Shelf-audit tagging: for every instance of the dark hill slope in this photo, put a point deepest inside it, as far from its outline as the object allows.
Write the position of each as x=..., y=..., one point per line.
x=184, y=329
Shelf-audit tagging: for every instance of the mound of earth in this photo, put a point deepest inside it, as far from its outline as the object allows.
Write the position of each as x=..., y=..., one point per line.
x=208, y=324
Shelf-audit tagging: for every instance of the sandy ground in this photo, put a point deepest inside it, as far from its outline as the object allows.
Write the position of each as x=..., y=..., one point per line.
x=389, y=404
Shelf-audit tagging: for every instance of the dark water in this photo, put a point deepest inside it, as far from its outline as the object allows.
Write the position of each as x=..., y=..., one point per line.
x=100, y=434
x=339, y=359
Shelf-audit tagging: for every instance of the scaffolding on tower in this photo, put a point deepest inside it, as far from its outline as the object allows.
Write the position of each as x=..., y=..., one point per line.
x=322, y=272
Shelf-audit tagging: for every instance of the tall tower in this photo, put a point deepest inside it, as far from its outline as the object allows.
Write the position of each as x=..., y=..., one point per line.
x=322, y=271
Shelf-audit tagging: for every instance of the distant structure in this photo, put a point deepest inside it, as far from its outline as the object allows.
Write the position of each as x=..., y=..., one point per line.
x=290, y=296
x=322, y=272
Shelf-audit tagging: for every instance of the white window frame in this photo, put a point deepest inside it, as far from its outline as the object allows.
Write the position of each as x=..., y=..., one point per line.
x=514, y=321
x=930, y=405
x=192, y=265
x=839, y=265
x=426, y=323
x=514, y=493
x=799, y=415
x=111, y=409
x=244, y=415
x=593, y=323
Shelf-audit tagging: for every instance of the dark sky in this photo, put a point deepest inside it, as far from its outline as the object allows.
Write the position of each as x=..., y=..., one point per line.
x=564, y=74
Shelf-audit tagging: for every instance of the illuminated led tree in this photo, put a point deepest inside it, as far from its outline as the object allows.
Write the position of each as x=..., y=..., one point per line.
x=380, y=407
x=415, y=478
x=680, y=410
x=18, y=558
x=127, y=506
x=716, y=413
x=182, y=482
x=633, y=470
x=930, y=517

- Problem description
Return all of the data above verbatim.

- Answer to this exercise
Shelf-audit tagging: for every instance of the dark hill slope in this photo, put a point deepest inside it, as far from its outline as the object allows.
Write the position of each as x=..., y=..., one point per line.
x=184, y=329
Shelf-audit tagging: for every instance of the mound of earth in this photo, put a point deepest inside it, as far from its outline as the object allows.
Write the position of each as x=..., y=..., one point per line.
x=208, y=324
Shelf-audit tagging: for every instance of the sandy ground in this photo, put a point deepest inside it, as far from its outline as the object allows.
Write the position of each as x=..., y=..., one point per line.
x=389, y=404
Shelf-audit tagging: for every instance of the dark water in this photo, put a point deepest inside it, as far from its outline as the object allows.
Write the position of each as x=..., y=..., one point per line.
x=100, y=434
x=339, y=359
Shelf-audit tagging: for every instance of the scaffolding on tower in this photo, put a point deepest inside it, as far from its outline as the object allows.
Write the position of each as x=..., y=..., one point per line.
x=322, y=272
Shelf-audit tagging: for every instance of the tall tower in this photo, put a point deepest inside it, as far from its outline as the object allows.
Write the position of each as x=..., y=..., one point per line.
x=322, y=271
Shelf-audit tagging: for every instance of the distant structure in this photo, put a point deepest inside it, as far from its outline as the object allows.
Write the position of each as x=..., y=..., one point per line.
x=290, y=296
x=322, y=272
Shelf-audit tagging: for every instance of the white window frame in this photo, put a point deepest inside it, as far from its outline as the object allows.
Write the position of each as x=..., y=..., one point per line.
x=514, y=321
x=930, y=405
x=192, y=265
x=839, y=265
x=426, y=323
x=514, y=493
x=799, y=415
x=111, y=409
x=244, y=415
x=593, y=323
Shelf-audit tagging: for every instance of the dark sky in this photo, put a point deepest inside it, as far from its outline as the object allows.
Write the position of each as x=..., y=..., one point per line.
x=564, y=74
Shelf-audit tagging: for every instance of the illuminated led tree in this photo, put a point deepest inside it, as far from its outline as the object allows.
Write the position of each as x=..., y=..., one point per line.
x=380, y=407
x=415, y=478
x=680, y=410
x=18, y=558
x=127, y=506
x=716, y=413
x=182, y=482
x=633, y=470
x=930, y=517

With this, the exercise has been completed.